(Your goal)
With the line containing "the rose bud" as the first line and the last line of the records as the final one, reproduce that range exactly.

(Data supplied)
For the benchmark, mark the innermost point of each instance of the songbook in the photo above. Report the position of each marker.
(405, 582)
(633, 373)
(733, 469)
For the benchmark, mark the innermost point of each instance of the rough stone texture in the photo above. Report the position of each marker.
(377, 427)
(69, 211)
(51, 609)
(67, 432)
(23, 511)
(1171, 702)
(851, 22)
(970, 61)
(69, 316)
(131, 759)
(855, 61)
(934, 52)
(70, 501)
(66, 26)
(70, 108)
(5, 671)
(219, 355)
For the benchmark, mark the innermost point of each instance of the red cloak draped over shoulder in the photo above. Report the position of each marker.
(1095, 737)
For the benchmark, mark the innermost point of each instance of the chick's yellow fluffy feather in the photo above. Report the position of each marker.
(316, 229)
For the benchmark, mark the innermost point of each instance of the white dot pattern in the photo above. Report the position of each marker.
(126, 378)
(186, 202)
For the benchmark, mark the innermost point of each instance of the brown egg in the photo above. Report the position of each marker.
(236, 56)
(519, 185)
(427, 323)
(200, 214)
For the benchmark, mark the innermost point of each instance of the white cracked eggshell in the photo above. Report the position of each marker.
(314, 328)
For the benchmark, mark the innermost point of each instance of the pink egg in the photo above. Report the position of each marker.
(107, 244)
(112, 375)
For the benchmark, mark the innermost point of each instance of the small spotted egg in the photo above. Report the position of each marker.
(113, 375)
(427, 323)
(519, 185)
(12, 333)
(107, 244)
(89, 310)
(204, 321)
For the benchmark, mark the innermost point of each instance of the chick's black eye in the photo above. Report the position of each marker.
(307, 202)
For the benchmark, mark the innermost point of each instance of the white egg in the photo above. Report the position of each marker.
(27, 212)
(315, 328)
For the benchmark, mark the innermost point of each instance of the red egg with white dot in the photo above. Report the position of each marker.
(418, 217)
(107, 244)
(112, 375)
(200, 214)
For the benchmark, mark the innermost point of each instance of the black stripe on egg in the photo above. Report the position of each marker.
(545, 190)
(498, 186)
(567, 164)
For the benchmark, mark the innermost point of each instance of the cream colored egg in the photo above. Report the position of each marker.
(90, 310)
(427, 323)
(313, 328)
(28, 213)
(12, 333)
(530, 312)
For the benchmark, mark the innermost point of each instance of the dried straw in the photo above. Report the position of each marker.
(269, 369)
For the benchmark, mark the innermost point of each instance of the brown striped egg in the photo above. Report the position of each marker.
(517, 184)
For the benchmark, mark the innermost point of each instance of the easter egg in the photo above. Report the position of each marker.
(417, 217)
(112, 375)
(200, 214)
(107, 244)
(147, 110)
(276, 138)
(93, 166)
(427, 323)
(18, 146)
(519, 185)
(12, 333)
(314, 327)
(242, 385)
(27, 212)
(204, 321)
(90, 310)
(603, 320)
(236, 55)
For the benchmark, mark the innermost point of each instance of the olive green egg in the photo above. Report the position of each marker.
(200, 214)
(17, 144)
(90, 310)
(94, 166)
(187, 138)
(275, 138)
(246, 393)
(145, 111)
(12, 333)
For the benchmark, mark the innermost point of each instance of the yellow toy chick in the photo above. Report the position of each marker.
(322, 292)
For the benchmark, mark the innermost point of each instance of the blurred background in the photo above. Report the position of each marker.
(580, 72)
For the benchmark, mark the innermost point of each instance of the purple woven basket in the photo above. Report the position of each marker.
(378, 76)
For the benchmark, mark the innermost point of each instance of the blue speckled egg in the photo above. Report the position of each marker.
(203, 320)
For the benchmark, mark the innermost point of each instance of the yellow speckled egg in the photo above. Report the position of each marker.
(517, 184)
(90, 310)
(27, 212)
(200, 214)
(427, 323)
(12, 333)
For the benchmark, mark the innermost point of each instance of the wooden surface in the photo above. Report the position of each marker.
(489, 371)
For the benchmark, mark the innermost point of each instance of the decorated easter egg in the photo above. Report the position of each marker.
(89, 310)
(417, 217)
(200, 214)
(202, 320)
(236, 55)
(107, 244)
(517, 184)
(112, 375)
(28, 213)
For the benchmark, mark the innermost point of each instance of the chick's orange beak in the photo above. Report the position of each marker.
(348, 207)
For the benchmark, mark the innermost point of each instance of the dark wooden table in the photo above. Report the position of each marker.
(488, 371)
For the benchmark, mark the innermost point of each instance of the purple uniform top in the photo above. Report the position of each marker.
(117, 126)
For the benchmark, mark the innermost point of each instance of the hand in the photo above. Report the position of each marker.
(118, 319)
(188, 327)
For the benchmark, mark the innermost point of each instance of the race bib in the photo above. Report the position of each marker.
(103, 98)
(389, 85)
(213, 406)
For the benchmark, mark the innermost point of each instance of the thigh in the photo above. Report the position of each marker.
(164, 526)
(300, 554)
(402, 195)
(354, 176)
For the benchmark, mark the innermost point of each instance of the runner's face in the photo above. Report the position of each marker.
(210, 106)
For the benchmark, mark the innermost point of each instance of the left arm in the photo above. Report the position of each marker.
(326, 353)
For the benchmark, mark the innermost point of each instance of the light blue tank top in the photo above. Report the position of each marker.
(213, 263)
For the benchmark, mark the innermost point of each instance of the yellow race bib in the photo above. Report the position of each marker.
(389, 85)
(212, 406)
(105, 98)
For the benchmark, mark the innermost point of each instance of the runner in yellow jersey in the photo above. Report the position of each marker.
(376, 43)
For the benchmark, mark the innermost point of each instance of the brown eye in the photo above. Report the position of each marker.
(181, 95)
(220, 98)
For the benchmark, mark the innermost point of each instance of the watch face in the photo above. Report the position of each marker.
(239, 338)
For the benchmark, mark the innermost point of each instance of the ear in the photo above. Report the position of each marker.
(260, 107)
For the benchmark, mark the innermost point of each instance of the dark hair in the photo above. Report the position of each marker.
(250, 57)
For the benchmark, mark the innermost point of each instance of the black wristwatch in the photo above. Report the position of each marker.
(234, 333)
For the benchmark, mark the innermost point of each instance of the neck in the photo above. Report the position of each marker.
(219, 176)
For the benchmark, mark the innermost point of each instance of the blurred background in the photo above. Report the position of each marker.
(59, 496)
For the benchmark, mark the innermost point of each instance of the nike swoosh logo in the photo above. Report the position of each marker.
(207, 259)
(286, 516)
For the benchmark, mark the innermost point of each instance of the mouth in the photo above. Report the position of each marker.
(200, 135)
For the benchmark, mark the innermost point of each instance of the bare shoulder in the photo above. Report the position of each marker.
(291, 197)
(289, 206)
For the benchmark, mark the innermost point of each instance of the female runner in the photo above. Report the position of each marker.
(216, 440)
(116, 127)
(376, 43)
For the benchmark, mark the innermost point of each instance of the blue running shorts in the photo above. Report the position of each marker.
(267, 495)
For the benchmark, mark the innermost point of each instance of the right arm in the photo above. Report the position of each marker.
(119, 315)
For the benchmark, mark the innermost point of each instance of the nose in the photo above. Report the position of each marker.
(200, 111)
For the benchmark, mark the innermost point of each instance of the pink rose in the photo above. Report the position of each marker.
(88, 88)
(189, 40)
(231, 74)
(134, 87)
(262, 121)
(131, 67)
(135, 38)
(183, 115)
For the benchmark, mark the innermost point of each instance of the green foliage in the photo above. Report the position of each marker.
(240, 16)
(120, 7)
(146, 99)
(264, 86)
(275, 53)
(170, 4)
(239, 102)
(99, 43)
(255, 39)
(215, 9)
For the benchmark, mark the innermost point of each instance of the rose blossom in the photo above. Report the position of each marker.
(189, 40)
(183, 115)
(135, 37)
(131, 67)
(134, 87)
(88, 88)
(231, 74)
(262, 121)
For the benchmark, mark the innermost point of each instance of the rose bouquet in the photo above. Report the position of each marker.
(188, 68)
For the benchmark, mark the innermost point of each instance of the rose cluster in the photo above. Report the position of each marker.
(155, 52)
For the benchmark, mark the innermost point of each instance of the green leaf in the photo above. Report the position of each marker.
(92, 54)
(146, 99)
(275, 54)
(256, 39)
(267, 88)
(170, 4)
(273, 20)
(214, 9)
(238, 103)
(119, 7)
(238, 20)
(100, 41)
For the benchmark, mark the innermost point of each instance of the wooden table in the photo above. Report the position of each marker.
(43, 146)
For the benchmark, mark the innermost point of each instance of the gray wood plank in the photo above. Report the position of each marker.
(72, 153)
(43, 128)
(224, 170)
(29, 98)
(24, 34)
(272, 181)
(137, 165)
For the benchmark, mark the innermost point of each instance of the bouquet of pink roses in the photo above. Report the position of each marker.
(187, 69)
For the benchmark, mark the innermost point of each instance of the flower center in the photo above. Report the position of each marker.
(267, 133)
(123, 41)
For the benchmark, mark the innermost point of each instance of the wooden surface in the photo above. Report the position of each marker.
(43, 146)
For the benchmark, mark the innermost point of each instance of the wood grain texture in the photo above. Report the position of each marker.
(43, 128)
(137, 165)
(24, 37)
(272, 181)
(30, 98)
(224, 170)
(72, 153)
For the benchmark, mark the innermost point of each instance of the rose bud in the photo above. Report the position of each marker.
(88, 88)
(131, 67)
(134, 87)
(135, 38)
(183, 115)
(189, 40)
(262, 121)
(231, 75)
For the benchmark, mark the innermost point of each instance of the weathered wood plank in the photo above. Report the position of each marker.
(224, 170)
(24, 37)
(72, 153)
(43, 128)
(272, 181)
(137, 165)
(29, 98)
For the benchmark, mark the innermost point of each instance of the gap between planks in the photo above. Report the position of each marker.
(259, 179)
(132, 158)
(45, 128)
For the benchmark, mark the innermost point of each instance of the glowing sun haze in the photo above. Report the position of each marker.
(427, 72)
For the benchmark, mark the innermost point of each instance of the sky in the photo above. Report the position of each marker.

(Task result)
For the benchmark, mark the innermost point of each instance of the rose bud in the photo above. Report the position of each marker.
(88, 88)
(131, 67)
(134, 87)
(135, 38)
(183, 115)
(189, 40)
(262, 121)
(231, 75)
For the benchmark, mark the innermost point of each instance of the weathered wood plank in the photo above. Report the position of each marker.
(224, 170)
(24, 37)
(72, 153)
(43, 128)
(272, 181)
(137, 165)
(29, 98)
For the benchmark, mark the innermost point of each instance of the gap between planks in the photo above. Report the position of each marker.
(259, 179)
(132, 158)
(45, 128)
For the benchmark, mark the innermost point of each instance of the glowing sun haze in the photo above. Report the position of each marker.
(427, 72)
For the benchmark, mark the innermost point of each instance of the sky in the photo above. Report the position of each marker.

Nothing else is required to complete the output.